What the task requires>
Which lines in the listing below contain the string "picture"? Copy out each of them in full.
-- Begin Dataset entries --
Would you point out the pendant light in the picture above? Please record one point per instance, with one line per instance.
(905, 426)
-- End Dataset entries --
-- Begin Dataset entries --
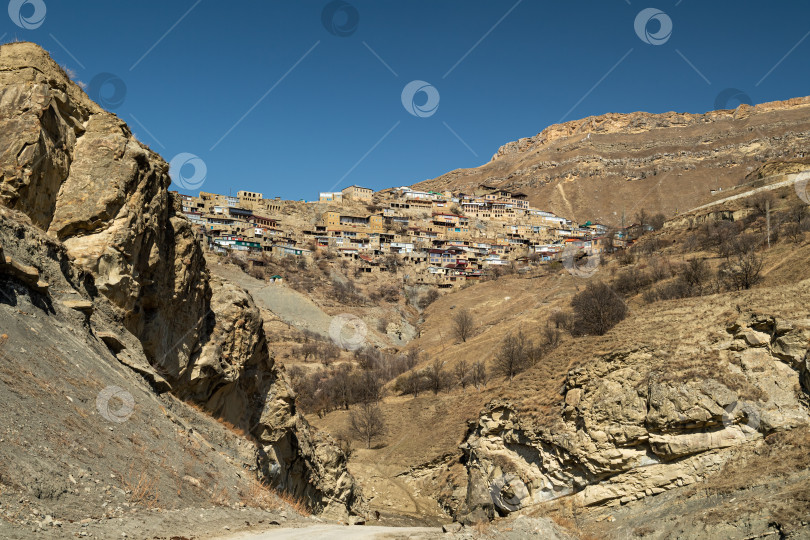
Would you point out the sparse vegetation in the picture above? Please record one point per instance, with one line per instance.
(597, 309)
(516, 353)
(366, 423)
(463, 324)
-- End Dataset entries --
Full answer>
Would you point out the pendant light in the picture above? Please record one point per instance, with one line per instance.
Would you point out the sparse vegetation in the picture above? Please record one point per instance, with one line per instance.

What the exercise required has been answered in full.